■ TEXT PASSAGE ■
CHENGDU, China – On the outskirts of this city of 21 million, a showroom in a shopping mall offers extraordinary deals on new cars.
Visitors can choose from some 5,000 vehicles. Locally made Audis are 50% off. A seven-seater SUV from China’s FAW is about $22,300, more than 60% below its sticker price.
These deals – offered by a company called Zcar, which says it buys in bulk from automakers and dealerships – are only possible because China has too many cars.
Years of subsidies and other government policies have aimed to make China a global automotive power and the world’s electric-vehicle leader. Domestic automakers have achieved those goals and more – and that’s the problem.
China has more domestic brands making more cars than the world’s biggest car market can absorb because the industry is striving to hit production targets influenced by government policy, instead of consumer demand, a Reuters examination has found. That makes turning a profit nearly impossible for almost all automakers here, industry executives say. Chinese electric vehicles start at less than $10,000; in the U.S., automakers offer just a few under $35,000.

■ ENTRIES SHOWN ■
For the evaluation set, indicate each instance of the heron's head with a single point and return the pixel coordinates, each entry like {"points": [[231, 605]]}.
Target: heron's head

* * *

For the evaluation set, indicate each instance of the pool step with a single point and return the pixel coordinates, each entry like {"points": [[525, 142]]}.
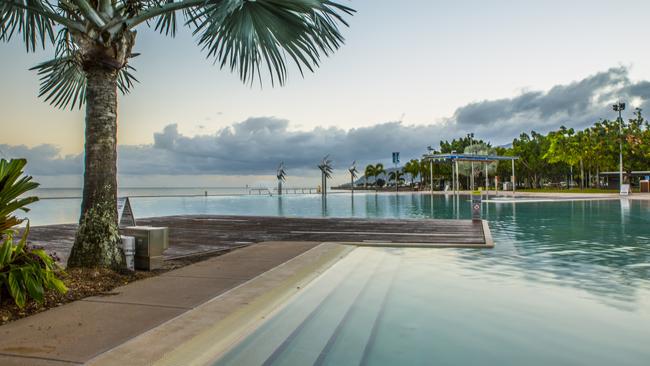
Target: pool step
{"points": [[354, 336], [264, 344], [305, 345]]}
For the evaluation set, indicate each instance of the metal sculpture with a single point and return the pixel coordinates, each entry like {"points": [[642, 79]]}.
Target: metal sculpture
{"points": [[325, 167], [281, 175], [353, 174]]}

--

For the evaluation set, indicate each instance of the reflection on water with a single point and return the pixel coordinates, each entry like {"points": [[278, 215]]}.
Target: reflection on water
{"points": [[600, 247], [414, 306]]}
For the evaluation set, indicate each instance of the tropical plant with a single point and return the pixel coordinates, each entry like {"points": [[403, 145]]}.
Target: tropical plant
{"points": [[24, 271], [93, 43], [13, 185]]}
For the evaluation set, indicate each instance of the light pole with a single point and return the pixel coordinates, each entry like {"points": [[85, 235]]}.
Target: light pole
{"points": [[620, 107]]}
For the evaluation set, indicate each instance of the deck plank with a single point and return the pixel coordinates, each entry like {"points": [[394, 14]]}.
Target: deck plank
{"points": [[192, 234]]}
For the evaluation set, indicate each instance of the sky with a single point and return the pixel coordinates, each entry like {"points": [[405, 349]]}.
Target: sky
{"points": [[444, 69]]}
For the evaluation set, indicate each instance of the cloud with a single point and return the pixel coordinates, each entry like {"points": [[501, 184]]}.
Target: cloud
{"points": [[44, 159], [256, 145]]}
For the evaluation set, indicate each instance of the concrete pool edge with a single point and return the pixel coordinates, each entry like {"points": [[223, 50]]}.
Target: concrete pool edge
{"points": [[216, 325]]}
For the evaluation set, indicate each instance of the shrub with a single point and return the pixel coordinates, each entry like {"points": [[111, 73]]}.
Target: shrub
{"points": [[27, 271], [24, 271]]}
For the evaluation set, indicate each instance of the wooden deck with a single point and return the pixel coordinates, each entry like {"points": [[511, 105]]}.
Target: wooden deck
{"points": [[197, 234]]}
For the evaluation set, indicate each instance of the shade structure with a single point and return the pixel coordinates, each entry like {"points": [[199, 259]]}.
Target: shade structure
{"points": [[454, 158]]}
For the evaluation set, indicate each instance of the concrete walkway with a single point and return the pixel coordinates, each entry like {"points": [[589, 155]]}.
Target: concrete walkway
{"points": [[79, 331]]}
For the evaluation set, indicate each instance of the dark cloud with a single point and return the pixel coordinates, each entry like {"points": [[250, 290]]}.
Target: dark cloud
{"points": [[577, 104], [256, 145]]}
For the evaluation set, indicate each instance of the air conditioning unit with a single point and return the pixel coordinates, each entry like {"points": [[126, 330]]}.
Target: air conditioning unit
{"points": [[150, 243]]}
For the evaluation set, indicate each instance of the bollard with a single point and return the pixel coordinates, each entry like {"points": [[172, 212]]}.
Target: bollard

■ QUESTIONS ■
1. Translate this sentence from the passage on China's car surplus into Spanish: "Visitors can choose from some 5,000 vehicles."
2. Update the passage on China's car surplus, everything from "Years of subsidies" down to "few under $35,000.", replacing "automakers" with "carmakers".

■ PER-TASK OUTPUTS ■
1. Los visitantes pueden elegir entre unos 5.000 vehículos.

2.
Years of subsidies and other government policies have aimed to make China a global automotive power and the world’s electric-vehicle leader. Domestic carmakers have achieved those goals and more – and that’s the problem.
China has more domestic brands making more cars than the world’s biggest car market can absorb because the industry is striving to hit production targets influenced by government policy, instead of consumer demand, a Reuters examination has found. That makes turning a profit nearly impossible for almost all carmakers here, industry executives say. Chinese electric vehicles start at less than $10,000; in the U.S., carmakers offer just a few under $35,000.